Given task | Reproduce the records from the line containing "Locate each instance of the black" through the end, substituting "gravel road" for each "paved road" and changing nothing else.

Material to process |

== == ==

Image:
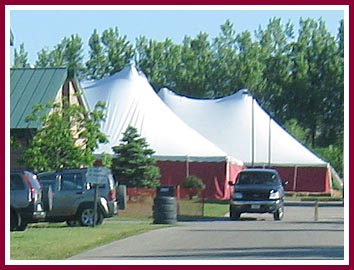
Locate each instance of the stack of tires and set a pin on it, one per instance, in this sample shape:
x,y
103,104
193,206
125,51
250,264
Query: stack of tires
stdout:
x,y
165,205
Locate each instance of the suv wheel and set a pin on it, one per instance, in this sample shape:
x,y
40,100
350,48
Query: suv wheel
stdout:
x,y
279,214
72,223
13,221
234,214
86,216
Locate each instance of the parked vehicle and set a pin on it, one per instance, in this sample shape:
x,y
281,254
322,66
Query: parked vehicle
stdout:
x,y
26,205
74,197
258,191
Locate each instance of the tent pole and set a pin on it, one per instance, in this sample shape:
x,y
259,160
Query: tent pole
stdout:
x,y
252,132
269,141
295,178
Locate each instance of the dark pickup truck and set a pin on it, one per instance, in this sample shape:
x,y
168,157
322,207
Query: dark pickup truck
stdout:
x,y
257,191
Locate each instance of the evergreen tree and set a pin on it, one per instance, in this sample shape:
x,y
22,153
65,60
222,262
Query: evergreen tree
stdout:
x,y
134,165
20,59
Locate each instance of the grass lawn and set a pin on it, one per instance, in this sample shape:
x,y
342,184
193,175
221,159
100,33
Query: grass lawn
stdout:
x,y
57,241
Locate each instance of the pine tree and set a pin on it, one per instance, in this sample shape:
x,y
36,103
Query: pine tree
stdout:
x,y
134,165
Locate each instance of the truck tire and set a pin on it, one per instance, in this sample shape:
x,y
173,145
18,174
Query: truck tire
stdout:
x,y
47,197
86,215
13,220
234,214
279,214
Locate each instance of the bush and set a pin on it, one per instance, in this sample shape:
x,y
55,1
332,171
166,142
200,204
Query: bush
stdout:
x,y
193,181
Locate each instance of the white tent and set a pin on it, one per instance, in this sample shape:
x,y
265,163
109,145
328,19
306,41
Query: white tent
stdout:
x,y
179,149
130,100
240,127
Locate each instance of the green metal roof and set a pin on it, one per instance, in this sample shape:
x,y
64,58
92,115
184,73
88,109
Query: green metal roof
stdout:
x,y
31,86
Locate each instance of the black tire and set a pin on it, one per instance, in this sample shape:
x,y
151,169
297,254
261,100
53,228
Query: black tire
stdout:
x,y
165,221
22,225
234,214
13,220
86,215
160,215
47,198
279,214
122,197
72,223
165,208
165,200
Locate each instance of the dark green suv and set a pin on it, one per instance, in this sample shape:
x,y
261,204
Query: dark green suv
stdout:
x,y
26,201
258,191
74,197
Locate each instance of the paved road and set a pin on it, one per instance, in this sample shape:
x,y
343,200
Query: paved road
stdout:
x,y
254,237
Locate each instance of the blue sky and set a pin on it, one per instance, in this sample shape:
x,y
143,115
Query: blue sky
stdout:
x,y
39,29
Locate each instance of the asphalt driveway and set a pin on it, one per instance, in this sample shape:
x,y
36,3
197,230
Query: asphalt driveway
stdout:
x,y
255,237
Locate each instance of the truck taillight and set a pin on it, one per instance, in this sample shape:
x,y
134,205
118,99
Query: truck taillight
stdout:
x,y
32,191
112,195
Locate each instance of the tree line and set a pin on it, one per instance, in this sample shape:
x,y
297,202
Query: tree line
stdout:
x,y
297,77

== == ==

Exercise answer |
Locate each instance of the black tire and set a pin on it, one per instance, in this sample shape:
x,y
151,169
297,254
261,100
53,228
Query: black tire
stdout:
x,y
165,221
22,225
234,214
13,220
86,215
160,215
47,198
279,214
122,197
72,223
165,208
165,200
Locate each instance of the dark green suv and set a pin on it, one per instance, in this sample shape:
x,y
261,204
Query: dark green suv
stdout:
x,y
26,201
258,191
74,197
Locate each instance of the gravel road and set a pin on it, one per instance, in this sample shape:
x,y
343,200
Query: gravel road
stdout:
x,y
254,237
Locate each instance of the blue sky and set a pin on it, one per instance, in this sample shape:
x,y
143,115
Query: blue sky
stdout:
x,y
39,29
Locate each instance of the asphalt driveway and set a pin on it, one per instance, in this sample shape:
x,y
36,3
197,230
Query: asphalt driveway
stdout:
x,y
255,237
Locate each instance of the truck taillight and set a pin on it, one per instance, in this sample shape:
x,y
134,205
118,99
Query: truck taillight
stdout:
x,y
32,191
112,195
Locate each instance of the tree line and set a pin on it, one per instance, in this sample shape:
x,y
297,202
Query: tree line
stdout:
x,y
297,77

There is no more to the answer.